**EXCERPTED TEXT:**
Personality Disorders Flashcards
What term is used to refer to Ps diagnosed with personality disorder?
Patients with complex emotional difficulties
What is personality?
Collection of characteristics or traits - developed as we grow = shape us in terms of our attitudes, thoughts, feelings and behaviours and our responses to different situations.
What is temperament?
The emotional and behavioural characteristics of children
When is our personality developed by?
Usually by late teens / early 20s
Which is one of the most widely used models to describe personality?
The Big 5 Model
- Openness to experience
- Conscientiousness
- Extraversion - intraversion
- Agreeableness
- Neuroticism
Each of these are a continuum
In what ways is personality formed?
Childhood experiences
Attachment theory
Genetics
Psychoanalytic theories
Name 3 psychiatrists concerned with psychoanalytic theories of personality development.
Freud
Jung
Erikson
Who proposed attachment theory?
Bowlby
What is the basis of attachment theory?
We are born with a drive to form attachments with others - initially with one primary attachment (base for exploring the world) - done as part of survival.
All relationships in our life will be affected by our primary attachment.
When is the critical period for forming attachment?
0-5 years
Name 4 types of attachment styles
Secure
Anxious (Ambivalent)
Avoidant
Disorganised (Fearful)
Which attachment style is this?
Primary caregiver at times appears to the child as frightened and frightening.
Relationships are characterised by features of both anxious and avoidant styles, want but also avoid intimacy.
Disorganised (fearful)
Which attachment style is this?
Less confident in the primary caregiver’s responsiveness.
Relationships are characterised by the belief that other will not reciprocate the wish for intimacy - need for reassurance / validation, fear of abandonment.
Anxious (ambivalent)
Which attachment style is this?

**WORK TO COMPLETE:**
1/ According to the personality disorders flashcards, what is the critical period for forming attachment?
2/ Reproduce the section of the personality disorders flashcards that opens with the words containing "All relationships in" and closes with "also avoid intimacy.".

**SUPPLIED DATA:**
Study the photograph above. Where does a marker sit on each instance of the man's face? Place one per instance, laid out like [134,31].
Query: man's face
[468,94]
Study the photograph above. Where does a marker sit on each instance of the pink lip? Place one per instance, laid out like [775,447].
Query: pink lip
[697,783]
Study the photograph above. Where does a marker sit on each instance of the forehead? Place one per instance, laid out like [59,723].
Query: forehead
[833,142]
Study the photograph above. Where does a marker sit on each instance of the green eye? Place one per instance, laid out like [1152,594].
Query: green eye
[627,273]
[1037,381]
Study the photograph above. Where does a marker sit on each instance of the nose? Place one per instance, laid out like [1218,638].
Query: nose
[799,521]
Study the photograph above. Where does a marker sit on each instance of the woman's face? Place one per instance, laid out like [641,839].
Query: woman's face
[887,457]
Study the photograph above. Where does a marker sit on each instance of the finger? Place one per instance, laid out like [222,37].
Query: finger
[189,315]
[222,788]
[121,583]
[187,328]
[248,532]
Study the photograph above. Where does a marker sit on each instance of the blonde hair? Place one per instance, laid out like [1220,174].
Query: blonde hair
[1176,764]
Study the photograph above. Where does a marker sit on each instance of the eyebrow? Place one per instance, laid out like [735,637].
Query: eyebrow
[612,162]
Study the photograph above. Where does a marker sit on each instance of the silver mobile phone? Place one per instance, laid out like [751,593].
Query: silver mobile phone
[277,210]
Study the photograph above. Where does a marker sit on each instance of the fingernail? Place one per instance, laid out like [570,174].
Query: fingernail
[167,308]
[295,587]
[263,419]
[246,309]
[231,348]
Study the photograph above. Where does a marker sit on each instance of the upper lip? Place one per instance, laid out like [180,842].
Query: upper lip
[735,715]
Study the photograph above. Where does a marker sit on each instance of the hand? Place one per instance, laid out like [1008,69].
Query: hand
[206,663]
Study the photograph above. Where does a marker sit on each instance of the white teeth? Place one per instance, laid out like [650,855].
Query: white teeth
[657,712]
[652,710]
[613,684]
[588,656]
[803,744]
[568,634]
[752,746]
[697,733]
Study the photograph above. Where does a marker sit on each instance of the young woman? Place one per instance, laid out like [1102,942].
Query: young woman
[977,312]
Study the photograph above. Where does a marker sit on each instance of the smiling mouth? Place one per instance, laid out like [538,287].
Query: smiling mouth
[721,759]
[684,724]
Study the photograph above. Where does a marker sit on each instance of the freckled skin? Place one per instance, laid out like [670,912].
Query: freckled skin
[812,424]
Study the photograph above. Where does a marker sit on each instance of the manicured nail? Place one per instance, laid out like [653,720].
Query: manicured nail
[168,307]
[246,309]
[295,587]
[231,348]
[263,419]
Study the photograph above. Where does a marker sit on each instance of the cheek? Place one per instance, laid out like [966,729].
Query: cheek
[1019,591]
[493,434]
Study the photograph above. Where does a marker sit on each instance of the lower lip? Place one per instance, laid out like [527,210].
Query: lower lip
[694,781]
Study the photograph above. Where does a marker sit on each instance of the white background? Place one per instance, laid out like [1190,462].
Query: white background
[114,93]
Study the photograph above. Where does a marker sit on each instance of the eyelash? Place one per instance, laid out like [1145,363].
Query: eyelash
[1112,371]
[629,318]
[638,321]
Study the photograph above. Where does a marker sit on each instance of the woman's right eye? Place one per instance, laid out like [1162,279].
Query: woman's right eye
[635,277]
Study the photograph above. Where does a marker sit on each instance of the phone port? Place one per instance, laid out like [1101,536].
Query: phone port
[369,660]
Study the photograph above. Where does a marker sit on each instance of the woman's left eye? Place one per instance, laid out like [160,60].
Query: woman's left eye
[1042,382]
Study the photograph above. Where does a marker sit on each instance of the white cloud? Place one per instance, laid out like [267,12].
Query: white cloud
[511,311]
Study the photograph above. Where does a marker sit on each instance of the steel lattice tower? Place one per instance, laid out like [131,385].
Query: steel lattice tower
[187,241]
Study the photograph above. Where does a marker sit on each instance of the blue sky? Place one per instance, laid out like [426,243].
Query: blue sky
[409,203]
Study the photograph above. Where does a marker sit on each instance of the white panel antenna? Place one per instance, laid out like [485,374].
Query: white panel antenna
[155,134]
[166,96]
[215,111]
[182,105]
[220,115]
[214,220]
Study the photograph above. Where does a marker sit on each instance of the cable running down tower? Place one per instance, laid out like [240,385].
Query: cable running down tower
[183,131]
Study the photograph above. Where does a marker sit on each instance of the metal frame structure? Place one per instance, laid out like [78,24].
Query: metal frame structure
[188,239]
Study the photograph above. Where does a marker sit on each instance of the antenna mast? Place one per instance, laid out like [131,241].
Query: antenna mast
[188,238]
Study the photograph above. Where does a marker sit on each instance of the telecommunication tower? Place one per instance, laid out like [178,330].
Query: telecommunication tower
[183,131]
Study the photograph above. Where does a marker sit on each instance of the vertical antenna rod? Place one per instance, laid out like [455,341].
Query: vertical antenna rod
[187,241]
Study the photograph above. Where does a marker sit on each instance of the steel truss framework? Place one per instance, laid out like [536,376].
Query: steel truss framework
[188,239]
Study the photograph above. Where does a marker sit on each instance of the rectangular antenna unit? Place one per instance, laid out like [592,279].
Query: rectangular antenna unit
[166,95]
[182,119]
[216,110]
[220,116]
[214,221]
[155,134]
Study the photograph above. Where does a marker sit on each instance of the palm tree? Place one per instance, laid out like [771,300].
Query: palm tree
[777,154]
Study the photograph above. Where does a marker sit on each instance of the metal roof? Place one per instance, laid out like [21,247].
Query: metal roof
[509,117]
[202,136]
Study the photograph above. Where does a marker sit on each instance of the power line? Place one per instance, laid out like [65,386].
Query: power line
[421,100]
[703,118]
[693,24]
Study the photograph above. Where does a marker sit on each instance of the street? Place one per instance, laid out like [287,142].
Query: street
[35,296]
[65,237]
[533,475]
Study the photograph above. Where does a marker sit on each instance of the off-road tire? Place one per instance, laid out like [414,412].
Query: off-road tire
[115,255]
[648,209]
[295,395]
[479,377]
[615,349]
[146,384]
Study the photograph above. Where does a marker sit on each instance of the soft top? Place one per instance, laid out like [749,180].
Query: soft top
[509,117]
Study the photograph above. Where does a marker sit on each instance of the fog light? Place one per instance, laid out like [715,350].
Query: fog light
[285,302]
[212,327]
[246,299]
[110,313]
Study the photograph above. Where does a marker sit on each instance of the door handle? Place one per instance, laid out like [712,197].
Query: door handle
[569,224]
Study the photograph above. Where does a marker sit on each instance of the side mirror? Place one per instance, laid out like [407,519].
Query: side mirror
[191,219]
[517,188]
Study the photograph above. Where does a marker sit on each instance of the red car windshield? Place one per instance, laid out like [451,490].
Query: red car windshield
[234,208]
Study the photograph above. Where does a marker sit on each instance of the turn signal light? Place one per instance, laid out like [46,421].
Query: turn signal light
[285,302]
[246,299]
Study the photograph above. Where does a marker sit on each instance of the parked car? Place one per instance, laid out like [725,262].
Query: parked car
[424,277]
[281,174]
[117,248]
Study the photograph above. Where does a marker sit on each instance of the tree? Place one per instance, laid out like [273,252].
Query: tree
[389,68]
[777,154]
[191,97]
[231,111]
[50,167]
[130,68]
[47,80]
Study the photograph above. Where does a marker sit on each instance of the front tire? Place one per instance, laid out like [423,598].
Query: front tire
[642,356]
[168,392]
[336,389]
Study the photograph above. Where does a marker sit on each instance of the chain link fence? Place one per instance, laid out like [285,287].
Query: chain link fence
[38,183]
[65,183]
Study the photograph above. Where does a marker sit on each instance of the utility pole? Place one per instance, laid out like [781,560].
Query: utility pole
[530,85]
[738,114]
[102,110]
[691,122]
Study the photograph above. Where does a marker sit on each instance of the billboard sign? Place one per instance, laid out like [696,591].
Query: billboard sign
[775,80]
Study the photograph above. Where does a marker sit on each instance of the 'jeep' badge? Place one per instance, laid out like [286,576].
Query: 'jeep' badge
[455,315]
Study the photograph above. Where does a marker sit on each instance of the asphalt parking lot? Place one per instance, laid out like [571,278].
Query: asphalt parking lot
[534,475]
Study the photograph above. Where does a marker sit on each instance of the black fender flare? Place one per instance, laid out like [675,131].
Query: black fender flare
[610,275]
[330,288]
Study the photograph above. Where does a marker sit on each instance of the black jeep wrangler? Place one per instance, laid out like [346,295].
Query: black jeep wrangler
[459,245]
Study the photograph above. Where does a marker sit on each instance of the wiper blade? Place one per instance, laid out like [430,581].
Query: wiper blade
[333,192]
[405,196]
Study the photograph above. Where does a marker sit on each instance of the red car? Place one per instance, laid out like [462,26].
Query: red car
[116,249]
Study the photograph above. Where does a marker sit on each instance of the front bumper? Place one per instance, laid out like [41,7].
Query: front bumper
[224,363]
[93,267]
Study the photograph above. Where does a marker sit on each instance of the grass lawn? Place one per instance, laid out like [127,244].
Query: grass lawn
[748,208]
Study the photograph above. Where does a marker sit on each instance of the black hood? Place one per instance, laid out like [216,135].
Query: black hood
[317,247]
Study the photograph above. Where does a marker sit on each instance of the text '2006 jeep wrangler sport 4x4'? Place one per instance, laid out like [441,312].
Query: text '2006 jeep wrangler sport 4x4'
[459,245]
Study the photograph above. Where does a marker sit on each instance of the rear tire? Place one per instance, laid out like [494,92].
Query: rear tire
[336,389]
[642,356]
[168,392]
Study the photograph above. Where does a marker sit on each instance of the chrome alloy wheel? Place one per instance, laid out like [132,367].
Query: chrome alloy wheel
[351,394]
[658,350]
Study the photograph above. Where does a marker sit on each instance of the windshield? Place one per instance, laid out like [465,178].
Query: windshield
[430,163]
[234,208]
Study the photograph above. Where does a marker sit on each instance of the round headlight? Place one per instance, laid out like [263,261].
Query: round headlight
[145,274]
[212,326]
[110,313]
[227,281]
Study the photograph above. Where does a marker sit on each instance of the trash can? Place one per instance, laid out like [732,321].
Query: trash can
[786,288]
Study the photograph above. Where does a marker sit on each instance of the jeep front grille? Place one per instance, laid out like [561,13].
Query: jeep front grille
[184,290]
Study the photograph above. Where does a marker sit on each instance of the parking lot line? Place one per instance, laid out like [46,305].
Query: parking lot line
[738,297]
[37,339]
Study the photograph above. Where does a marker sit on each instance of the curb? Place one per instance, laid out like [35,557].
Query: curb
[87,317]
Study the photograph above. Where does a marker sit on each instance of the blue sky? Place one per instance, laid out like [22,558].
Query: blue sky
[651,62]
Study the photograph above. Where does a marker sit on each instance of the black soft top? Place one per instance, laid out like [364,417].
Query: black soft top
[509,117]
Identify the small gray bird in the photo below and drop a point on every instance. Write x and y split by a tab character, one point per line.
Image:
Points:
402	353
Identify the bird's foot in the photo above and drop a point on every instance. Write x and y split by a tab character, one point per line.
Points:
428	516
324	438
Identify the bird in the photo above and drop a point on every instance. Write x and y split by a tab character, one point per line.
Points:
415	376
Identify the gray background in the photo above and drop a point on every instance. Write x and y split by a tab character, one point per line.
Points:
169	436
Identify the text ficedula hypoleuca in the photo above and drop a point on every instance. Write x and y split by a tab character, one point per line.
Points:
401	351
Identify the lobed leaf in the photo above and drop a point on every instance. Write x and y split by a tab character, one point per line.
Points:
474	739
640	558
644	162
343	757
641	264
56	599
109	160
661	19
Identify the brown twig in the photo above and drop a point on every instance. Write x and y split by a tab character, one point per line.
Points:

**SOLUTIONS TO EACH TASK:**
1/ 0-5 years

2/
All relationships in our life will be affected by our primary attachment.
When is the critical period for forming attachment?
0-5 years
Name 4 types of attachment styles
Secure
Anxious (Ambivalent)
Avoidant
Disorganised (Fearful)
Which attachment style is this?
Primary caregiver at times appears to the child as frightened and frightening.
Relationships are characterised by features of both anxious and avoidant styles, want but also avoid intimacy.